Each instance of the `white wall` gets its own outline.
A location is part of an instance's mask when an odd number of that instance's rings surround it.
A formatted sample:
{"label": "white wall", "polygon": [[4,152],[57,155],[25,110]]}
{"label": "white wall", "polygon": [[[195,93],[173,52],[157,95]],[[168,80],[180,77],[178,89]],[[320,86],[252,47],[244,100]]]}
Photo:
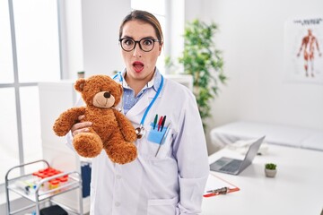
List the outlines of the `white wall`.
{"label": "white wall", "polygon": [[130,0],[82,1],[85,75],[120,71],[124,64],[118,47],[118,29],[130,12]]}
{"label": "white wall", "polygon": [[197,16],[220,27],[229,76],[210,126],[252,120],[322,130],[323,84],[285,82],[284,27],[289,18],[322,17],[323,1],[204,0],[201,7]]}

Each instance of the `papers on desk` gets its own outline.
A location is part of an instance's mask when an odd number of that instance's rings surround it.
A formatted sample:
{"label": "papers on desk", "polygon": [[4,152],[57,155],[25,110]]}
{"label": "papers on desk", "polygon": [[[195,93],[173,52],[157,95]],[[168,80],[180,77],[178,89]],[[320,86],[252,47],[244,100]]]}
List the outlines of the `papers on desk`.
{"label": "papers on desk", "polygon": [[216,196],[219,194],[225,194],[232,192],[240,191],[240,188],[224,179],[210,173],[205,189],[204,197]]}

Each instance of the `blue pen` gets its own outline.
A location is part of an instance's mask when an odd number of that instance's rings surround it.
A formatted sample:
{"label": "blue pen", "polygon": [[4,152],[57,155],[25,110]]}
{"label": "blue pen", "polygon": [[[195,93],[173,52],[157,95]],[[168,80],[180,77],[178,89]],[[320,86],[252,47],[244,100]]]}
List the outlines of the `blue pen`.
{"label": "blue pen", "polygon": [[165,125],[165,122],[166,122],[166,116],[162,118],[161,132],[162,131],[162,128]]}
{"label": "blue pen", "polygon": [[157,119],[158,119],[158,115],[155,116],[155,118],[154,118],[154,120],[153,120],[153,130],[154,130],[154,128],[156,127]]}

···

**Esercizio**
Metti tutte le righe dell'elenco qui sopra in una lista JSON di stringhe, una stringa per riga, senza le righe vuote. Lascia fuori le immagini.

**Risposta corretta**
[
  "Each instance of the `white wall` gets its own outline.",
  "A location is part of an instance's mask when an odd number of that instance's rings surround it.",
  "A formatted sample:",
  "{\"label\": \"white wall\", \"polygon\": [[4,152],[57,155],[25,110]]}",
  "{\"label\": \"white wall\", \"polygon\": [[[195,93],[173,52],[157,95]],[[168,80],[180,77],[178,89]],[[320,86],[252,47],[244,100]]]}",
  "Photo:",
  "List the outlines of the `white wall`.",
  "{\"label\": \"white wall\", \"polygon\": [[130,0],[82,1],[85,75],[120,71],[124,64],[118,47],[118,29],[130,12]]}",
  "{\"label\": \"white wall\", \"polygon\": [[197,16],[220,27],[229,76],[210,126],[252,120],[322,130],[323,84],[285,82],[284,27],[289,18],[322,17],[323,1],[204,0],[201,7]]}",
  "Each instance of the `papers on desk` gets its own outline.",
  "A location is part of an instance's mask when an odd number of that instance's rings surround it.",
  "A formatted sample:",
  "{\"label\": \"papers on desk\", \"polygon\": [[4,152],[57,155],[25,110]]}",
  "{\"label\": \"papers on desk\", \"polygon\": [[[195,93],[173,52],[157,95]],[[168,80],[180,77],[178,89]],[[320,86],[252,47],[244,100]]]}",
  "List the outlines of the `papers on desk`.",
  "{\"label\": \"papers on desk\", \"polygon\": [[216,196],[219,194],[225,194],[232,192],[240,191],[240,188],[224,179],[210,173],[205,189],[204,197]]}",
  "Each instance of the `blue pen` gets its own outline.",
  "A location is part of an instance's mask when an odd number of that instance's rings surround it.",
  "A formatted sample:",
  "{\"label\": \"blue pen\", \"polygon\": [[4,152],[57,155],[25,110]]}",
  "{\"label\": \"blue pen\", \"polygon\": [[[195,93],[173,52],[157,95]],[[168,80],[180,77],[178,89]],[[320,86],[252,47],[244,100]]]}",
  "List the outlines of the `blue pen`.",
  "{\"label\": \"blue pen\", \"polygon\": [[165,125],[165,122],[166,122],[166,116],[162,118],[161,132],[162,131],[162,128]]}",
  "{\"label\": \"blue pen\", \"polygon\": [[157,119],[158,119],[158,115],[155,116],[155,118],[154,118],[154,120],[153,120],[153,130],[154,130],[154,128],[156,127]]}"
]